Member of the Saeima
- Incumbent
- Assumed office November 1, 2022

Deputy Chairman of Progressives
- Incumbent
- Assumed office April 29, 2023
- Preceded by: Atis Švinka

Personal details
- Born: June 18, 1991 (age 35)
- Party: Progressives
- Alma mater: University of Glasgow, University of Oxford
- Profession: Economic anthropologist

= Andris Šuvajevs =

Latvian politician (born 1991)

Andris Šuvajevs (born June 18, 1991) is a Latvian economic anthropologist, researcher, and politician. He currently serves as a member of the 14th Saeima, representing the Progressives party. Since April 29, 2023, he has been the Deputy Chairman of the Progressives.

== Biography ==
He was born into the family of philosophers Igor and Andžela Šuvajeva. On his mother's side, he is the grandson of composer Imants Kalniņš.

He earned a bachelor's degree in social sciences in sociology (with distinction) from the University of Glasgow, as well as a master's degree in social anthropology from the University of Oxford.

RECORDS:
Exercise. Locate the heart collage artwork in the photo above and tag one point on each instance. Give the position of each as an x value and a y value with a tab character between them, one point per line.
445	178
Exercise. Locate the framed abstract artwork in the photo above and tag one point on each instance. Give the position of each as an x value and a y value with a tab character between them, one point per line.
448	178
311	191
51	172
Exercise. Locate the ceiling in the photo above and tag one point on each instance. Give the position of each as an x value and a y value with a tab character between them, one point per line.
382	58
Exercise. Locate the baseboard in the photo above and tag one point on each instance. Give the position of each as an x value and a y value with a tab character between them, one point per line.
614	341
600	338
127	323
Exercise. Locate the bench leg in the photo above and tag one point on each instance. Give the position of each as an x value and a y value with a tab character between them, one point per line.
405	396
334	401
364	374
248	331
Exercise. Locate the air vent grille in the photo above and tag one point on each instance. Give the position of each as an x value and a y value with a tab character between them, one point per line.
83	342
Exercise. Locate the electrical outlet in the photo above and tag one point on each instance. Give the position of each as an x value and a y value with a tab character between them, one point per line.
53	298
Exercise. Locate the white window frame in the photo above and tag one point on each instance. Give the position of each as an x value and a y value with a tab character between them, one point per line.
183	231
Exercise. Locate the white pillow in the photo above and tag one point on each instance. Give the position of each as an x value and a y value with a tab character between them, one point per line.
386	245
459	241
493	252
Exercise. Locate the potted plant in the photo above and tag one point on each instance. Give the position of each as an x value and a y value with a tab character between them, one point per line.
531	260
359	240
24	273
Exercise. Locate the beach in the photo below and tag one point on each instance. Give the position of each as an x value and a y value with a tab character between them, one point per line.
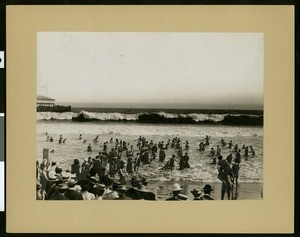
201	171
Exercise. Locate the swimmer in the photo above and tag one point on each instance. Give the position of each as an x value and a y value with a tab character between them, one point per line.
89	148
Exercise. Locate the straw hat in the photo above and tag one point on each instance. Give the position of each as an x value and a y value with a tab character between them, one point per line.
65	177
182	197
176	187
121	188
142	188
71	182
99	186
196	191
207	187
62	186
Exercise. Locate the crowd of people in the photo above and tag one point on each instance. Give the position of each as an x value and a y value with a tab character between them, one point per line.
108	177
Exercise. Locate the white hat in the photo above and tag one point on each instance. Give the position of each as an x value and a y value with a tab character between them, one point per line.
176	187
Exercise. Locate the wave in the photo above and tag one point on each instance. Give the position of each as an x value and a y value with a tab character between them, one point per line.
156	118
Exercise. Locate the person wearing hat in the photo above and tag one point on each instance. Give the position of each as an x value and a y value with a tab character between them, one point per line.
86	195
71	193
182	197
224	172
148	195
100	188
142	192
61	191
121	189
207	190
53	181
176	190
39	194
132	192
162	155
75	169
172	162
196	193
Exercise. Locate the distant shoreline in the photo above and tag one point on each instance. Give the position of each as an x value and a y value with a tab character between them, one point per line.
183	111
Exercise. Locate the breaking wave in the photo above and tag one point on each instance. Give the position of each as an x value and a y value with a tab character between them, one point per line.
156	118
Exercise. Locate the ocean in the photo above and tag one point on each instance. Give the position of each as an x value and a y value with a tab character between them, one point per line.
159	125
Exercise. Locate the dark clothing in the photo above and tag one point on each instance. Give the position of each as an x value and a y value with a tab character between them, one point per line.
129	169
172	199
149	196
197	198
73	195
133	194
207	197
123	197
235	170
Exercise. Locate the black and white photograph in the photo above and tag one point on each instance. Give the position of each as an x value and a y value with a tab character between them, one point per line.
155	116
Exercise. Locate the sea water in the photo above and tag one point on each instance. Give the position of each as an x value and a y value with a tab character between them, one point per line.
251	170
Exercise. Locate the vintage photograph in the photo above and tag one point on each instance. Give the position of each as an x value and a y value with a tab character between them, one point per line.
149	116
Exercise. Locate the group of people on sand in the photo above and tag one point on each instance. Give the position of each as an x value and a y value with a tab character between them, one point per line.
109	164
59	186
228	168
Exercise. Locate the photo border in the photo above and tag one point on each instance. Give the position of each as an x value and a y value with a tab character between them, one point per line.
276	22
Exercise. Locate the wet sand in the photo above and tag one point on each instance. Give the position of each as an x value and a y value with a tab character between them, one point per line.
245	191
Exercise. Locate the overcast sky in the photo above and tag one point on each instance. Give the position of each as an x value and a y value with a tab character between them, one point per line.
189	69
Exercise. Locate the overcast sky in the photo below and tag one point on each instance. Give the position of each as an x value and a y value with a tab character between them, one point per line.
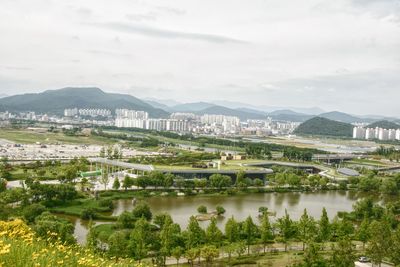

TASK SET:
1) Copy the passage from "Personal details" to "composer Imants Kalniņš." word for word from the Andris Šuvajevs profile above.
2) Answer these questions using the Andris Šuvajevs profile above:
(a) On what date did he become Deputy Chairman of the Progressives?
(b) Who preceded him in that post?
(c) At which university did he earn his master's degree, and in what subject?

TASK-BY-TASK RESULTS:
1)
Personal details
- Born: June 18, 1991 (age 35)
- Party: Progressives
- Alma mater: University of Glasgow, University of Oxford
- Profession: Economic anthropologist

= Andris Šuvajevs =

Latvian politician (born 1991)

Andris Šuvajevs (born June 18, 1991) is a Latvian economic anthropologist, researcher, and politician. He currently serves as a member of the 14th Saeima, representing the Progressives party. Since April 29, 2023, he has been the Deputy Chairman of the Progressives.

== Biography ==
He was born into the family of philosophers Igor and Andžela Šuvajeva. On his mother's side, he is the grandson of composer Imants Kalniņš.

2)
(a) April 29, 2023
(b) Atis Švinka
(c) The University of Oxford, in social anthropology